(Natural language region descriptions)
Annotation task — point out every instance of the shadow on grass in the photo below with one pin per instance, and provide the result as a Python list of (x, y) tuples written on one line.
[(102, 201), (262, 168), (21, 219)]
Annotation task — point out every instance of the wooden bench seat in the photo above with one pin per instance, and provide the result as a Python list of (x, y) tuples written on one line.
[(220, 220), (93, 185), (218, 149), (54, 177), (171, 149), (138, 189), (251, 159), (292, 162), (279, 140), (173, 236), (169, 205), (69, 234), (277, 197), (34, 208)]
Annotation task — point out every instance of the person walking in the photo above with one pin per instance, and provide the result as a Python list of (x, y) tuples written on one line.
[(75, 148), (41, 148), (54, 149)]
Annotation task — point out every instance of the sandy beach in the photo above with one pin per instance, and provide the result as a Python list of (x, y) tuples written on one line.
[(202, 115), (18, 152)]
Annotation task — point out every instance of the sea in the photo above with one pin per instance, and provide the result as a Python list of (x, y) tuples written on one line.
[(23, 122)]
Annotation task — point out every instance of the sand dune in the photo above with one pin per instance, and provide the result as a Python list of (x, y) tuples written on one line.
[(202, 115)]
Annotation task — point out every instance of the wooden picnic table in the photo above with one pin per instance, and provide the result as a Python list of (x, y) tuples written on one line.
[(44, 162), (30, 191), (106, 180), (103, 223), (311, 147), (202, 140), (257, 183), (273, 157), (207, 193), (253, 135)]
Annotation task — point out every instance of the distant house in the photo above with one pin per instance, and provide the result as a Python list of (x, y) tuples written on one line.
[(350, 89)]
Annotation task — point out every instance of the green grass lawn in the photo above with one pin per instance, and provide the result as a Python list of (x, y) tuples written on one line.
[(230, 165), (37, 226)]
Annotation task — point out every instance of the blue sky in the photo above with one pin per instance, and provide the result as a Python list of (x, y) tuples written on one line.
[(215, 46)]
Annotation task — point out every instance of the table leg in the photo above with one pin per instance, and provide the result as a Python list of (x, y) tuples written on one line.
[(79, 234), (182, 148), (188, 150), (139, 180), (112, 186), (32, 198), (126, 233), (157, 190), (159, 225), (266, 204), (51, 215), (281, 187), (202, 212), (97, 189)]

PROBLEM STATEMENT
Every entry must be quoted exactly as it appears above.

RESPONSE
Annotation task — point out every instance of the shadow on grass in the photo below with one pin per instance, and provide the result as a Python list of (x, y) tuples written on one line.
[(102, 201), (262, 168), (21, 219)]
Annotation task — point out every instance of the wooden bench seat in the photo above with one pin per instance, and provide the result as a Python list of (x, y) tuples written on one line.
[(220, 220), (93, 185), (218, 149), (54, 177), (171, 149), (138, 189), (251, 159), (292, 162), (279, 140), (173, 236), (169, 205), (69, 234), (277, 197), (34, 208)]
Annotation task — point out every instance of the person walking in the photo above with one pin per instance, and provide the result as a Python list of (x, y) tuples written on one line.
[(75, 148), (41, 148), (54, 149)]
Annotation task — point out every instance of the sandy beach in the photo above with one pin per instance, and provide the result as a Python list of (x, y) tuples written on one line.
[(202, 115), (18, 152)]
Annotation task — point out every instance of the sea in the photo above with one pin per instance, and provide the result as a Python list of (x, y) tuples written on one line.
[(23, 122)]
Annotation task — point out every instance of the sand dune in the photo above with one pin per instance, and provide the result as a Python list of (x, y) tuples written on one line.
[(202, 115)]
Annotation task — point out every instance of the wooden picnic table in the photo above with one pin per instance, and provide the result as a Python list of (x, y) tuples written on one line.
[(44, 162), (30, 191), (106, 180), (103, 223), (311, 147), (202, 140), (257, 183), (273, 157), (207, 193), (253, 135)]
Annotation task — point out every instance of the distant house in the photo above with one pin per instance, and provide the result as a Python list of (x, y) tuples written on one line.
[(350, 89)]
Annotation task — point out every instance of the green grass lawn in the photo above with one pin per instance, and provide the result as a Python list of (x, y) tuples written on one line.
[(230, 165), (37, 226)]
Annotation task — point out every instance of the blue sky in the photo above with one pin per instance, and provide the result as a Python list of (x, y) tuples written on one line.
[(215, 46)]
Annotation task — point out every instance of the table leg in the photo above with one pin per instance, and provide the result as a Python list of (x, y) tuples written on one line.
[(79, 234), (182, 148), (188, 150), (139, 180), (112, 186), (32, 198), (126, 233), (157, 190), (159, 225), (266, 204), (51, 215), (281, 187), (202, 212), (97, 189)]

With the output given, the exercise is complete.